AIM OF THE EXERCISE →
Could you copy every record below exactly as it stands?

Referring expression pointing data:

=== Section Start ===

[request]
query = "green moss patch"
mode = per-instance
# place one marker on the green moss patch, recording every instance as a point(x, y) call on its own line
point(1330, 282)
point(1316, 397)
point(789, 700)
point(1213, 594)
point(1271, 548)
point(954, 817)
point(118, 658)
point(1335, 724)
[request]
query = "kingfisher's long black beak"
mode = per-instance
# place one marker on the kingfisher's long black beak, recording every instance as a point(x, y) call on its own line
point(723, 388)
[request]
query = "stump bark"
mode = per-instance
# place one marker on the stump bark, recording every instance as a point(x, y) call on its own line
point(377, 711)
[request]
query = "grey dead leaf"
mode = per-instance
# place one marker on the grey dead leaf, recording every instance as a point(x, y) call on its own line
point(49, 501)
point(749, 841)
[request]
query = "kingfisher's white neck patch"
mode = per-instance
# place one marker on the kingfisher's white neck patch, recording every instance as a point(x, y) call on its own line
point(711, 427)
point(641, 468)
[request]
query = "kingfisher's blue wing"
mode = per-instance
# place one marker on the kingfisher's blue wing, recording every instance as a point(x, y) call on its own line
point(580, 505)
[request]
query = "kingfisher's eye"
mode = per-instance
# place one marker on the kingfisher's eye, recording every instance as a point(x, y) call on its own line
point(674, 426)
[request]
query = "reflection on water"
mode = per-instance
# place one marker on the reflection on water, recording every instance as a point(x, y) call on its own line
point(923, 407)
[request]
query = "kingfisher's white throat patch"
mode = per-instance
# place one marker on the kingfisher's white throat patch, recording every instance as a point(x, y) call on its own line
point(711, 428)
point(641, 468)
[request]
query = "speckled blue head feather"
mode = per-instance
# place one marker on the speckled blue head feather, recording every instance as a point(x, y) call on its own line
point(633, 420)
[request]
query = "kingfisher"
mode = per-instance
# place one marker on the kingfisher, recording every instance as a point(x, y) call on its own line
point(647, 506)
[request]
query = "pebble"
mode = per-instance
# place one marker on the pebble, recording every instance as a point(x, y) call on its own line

=== Section End ===

YOUR SOLUTION →
[request]
query = "green moss patch"
mode = per-instance
# place one marker on the green moss patch, recording every instance as a point(x, y) call on its own line
point(1330, 282)
point(1316, 397)
point(789, 700)
point(1213, 594)
point(1271, 548)
point(954, 817)
point(118, 658)
point(1335, 724)
[request]
query = "kingfisher's long black beak"
mode = per-instance
# place one marker on the kingfisher's long black beak, recording every instance as a point(x, y) call on its own line
point(723, 388)
[request]
query = "stump bark"
mode = per-instance
# place one marker on the stump bark, recording every instance as a point(x, y) call on its own line
point(377, 711)
[request]
query = "grey dead leaf"
mode = per-instance
# place one marker on the grey dead leaf, recording every instance as a point(x, y) call on its own line
point(49, 501)
point(749, 841)
[request]
query = "kingfisher's white neck patch"
mode = per-instance
# place one marker on the kingfisher's white neck patch, recording every instance as a point(x, y) call on its own line
point(711, 427)
point(641, 468)
[request]
query = "kingfisher's blue wing"
mode = per-instance
# place one marker on the kingfisher's blue wing, recording every instance as a point(x, y) call on its own line
point(580, 505)
[request]
query = "kingfisher's eye"
mode = per-instance
# place one marker on the kingfisher's eye, recording every instance as a point(x, y) call on its own line
point(674, 426)
[request]
query = "reflection on water"
mode = per-instance
# place one marker on the reflection on water, recording every instance as a point(x, y) call on its own line
point(923, 407)
[request]
query = "kingfisher's white throat patch"
mode = per-instance
# place one marker on the kingfisher's white throat patch, recording every instance as a point(x, y) call on its own line
point(711, 428)
point(641, 468)
[request]
query = "speckled blue head feather"
mode = per-instance
# place one marker on the speckled blue head feather, recording every instance as a point(x, y) call on its own line
point(633, 420)
[request]
query = "kingfisher"
mode = per-instance
# place one marker on the kingfisher, recording every instance as a point(x, y) call on its own line
point(647, 506)
[request]
query = "pebble"
mode = per-instance
# place one marker on the pebble, recording every instance as a point(x, y) call on its own line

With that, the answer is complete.